▸ **TASK TO COMPLETE**: Present each line of the records below as an item in a numbered list, and leave out any blank lines.

□ □ □ □

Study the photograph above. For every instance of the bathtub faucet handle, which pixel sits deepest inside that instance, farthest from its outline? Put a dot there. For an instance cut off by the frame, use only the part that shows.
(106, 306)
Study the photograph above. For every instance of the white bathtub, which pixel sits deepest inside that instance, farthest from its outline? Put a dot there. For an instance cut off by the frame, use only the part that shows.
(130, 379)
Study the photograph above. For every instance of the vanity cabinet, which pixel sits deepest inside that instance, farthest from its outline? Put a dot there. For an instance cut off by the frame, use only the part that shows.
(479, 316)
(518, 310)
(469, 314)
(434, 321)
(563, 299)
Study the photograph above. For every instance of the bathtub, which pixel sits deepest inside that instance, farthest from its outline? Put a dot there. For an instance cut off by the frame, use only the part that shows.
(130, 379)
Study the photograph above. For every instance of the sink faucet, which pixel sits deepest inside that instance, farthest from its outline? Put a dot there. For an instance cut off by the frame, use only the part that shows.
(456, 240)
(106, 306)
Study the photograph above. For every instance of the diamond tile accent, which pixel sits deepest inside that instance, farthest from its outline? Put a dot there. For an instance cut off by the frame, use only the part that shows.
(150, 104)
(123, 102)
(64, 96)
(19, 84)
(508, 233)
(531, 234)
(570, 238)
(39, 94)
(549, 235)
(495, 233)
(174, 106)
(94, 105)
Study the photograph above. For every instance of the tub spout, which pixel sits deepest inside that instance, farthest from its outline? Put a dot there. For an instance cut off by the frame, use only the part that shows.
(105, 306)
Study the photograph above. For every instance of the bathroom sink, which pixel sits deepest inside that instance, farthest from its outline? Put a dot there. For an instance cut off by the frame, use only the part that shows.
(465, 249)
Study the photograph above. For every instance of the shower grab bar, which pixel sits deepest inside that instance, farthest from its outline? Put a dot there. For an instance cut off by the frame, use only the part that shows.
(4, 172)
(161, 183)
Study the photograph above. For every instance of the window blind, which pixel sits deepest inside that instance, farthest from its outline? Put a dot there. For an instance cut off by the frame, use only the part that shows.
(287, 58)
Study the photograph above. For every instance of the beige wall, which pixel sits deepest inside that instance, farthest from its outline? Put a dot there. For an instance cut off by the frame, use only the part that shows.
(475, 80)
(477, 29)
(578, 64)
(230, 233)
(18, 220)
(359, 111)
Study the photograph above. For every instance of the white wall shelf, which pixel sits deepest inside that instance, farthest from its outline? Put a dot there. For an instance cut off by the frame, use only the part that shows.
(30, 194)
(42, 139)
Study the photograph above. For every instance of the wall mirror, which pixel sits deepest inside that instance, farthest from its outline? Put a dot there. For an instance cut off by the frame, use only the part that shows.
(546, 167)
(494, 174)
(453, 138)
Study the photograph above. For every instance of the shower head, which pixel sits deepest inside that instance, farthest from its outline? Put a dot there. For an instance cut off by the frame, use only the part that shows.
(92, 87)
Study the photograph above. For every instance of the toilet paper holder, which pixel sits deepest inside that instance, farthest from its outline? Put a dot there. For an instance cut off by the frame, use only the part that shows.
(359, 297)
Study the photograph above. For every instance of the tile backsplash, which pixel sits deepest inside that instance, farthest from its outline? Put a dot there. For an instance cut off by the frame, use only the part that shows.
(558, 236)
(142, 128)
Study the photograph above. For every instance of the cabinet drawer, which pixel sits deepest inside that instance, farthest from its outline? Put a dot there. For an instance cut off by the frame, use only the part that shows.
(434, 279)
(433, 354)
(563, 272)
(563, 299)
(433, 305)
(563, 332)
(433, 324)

□ □ □ □

▸ **SOLUTION FOR THIS TASK**:
1. Study the photograph above. For every instance of the bathtub faucet handle, which pixel sits deepest inside that instance, farthest from its outline? Put a dot there. For an instance cut off by the frame, use only the part that shows.
2. (106, 306)
3. Study the photograph above. For every instance of the white bathtub, which pixel sits deepest inside that instance, farthest from its outline? Put a dot there. For an instance cut off by the frame, use only the part that shows.
4. (130, 379)
5. Study the photograph above. For every instance of the vanity cabinet, which pixel sits deepest inside that instance, farthest from its outline? Put a dot there. For an instance cut off by the frame, use only the part that shows.
6. (479, 316)
7. (518, 310)
8. (469, 314)
9. (434, 321)
10. (563, 299)
11. Study the photograph above. For every instance of the bathtub, which pixel sits deepest inside that instance, farthest from its outline? Put a dot there. For an instance cut off by the frame, use only the part that shows.
12. (130, 379)
13. Study the photograph above. For every instance of the sink faucet, which pixel sits deepest inside that instance, farthest from its outline? Put a dot there. For an instance cut off by the frame, use only the part that shows.
14. (456, 240)
15. (106, 306)
16. Study the photograph above. For every instance of the diamond tile accent, which pixel sits deepest inside that instance, farthest from its outline? Put a dot there. For an instance cut off by the frame, use only the part that shows.
17. (150, 104)
18. (123, 102)
19. (64, 96)
20. (19, 84)
21. (508, 233)
22. (531, 234)
23. (570, 238)
24. (39, 94)
25. (549, 235)
26. (495, 233)
27. (174, 106)
28. (94, 105)
29. Study the photograph above. For every instance of the tub spout, which pixel sits deepest inside that instance, farthest from its outline? Put a dot there. For an instance cut off by the frame, use only the part that shows.
30. (105, 306)
31. Study the photograph above. For every instance of the bathroom sink, which pixel sits deepest inside that instance, farthest from its outline? Put a dot there. For an instance cut off by the frame, use only the part that shows.
32. (465, 249)
33. Study the photograph above. For every instance of the shower grab bar, which pixel sits deepest inside that instance, farthest from its outline? Put a dot there. For an instance cut off by the frame, use only the part that shows.
34. (4, 172)
35. (161, 183)
36. Study the photograph above. For every instance of the window blind, which pixel sits deepest inside that instance, farthest from its outline? Put a dot there. For an instance cut off by the frame, use only the part that shows.
37. (287, 58)
38. Study the photograph above. For every instance of the beige wall, which pixel sits deepest inside that instance, farthest from its outline? Put a dot there. For an instance cut off by the frame, use only the part that shows.
39. (475, 80)
40. (477, 29)
41. (578, 64)
42. (230, 233)
43. (18, 220)
44. (359, 111)
45. Study the photograph above. For every instance of the white wall shelf, which pixel sits deepest inside that instance, farthest from its outline? Put a dot there. For an instance cut off by the frame, use only the part that shows.
46. (30, 194)
47. (42, 139)
48. Study the photograph above. For every instance of the wall mirror, which pixel sits deepest inside that instance, farthest from its outline? Put a dot there. For an instance cut off by the frame, use only the part that shows.
49. (546, 167)
50. (494, 174)
51. (453, 138)
52. Study the photograph above. For every instance of the shower head, which pixel sits deepest inside that instance, farthest from its outline? Put a dot there. For an instance cut off by the frame, use only the part that shows.
53. (92, 87)
54. Study the photograph above. For every instance of the toilet paper holder, which pixel sits deepest inside that instance, farthest from its outline? Put a dot there. For an instance cut off by the frame, use only the part that shows.
55. (359, 297)
56. Study the photograph above. For every instance of the tile backsplash, which pixel sits deepest inside that instance, farthest from its outline? Put a dot there. For an instance cut off by the frame, use only the part that shows.
57. (558, 236)
58. (142, 128)
59. Study the photograph above. For every instance of the cabinet drawer, which pixel sits deepest inside that instance, farthest from its outline? Put a dot there. For an instance cut off by the frame, use only the part that shows.
60. (434, 279)
61. (433, 354)
62. (563, 272)
63. (563, 299)
64. (433, 305)
65. (563, 332)
66. (433, 324)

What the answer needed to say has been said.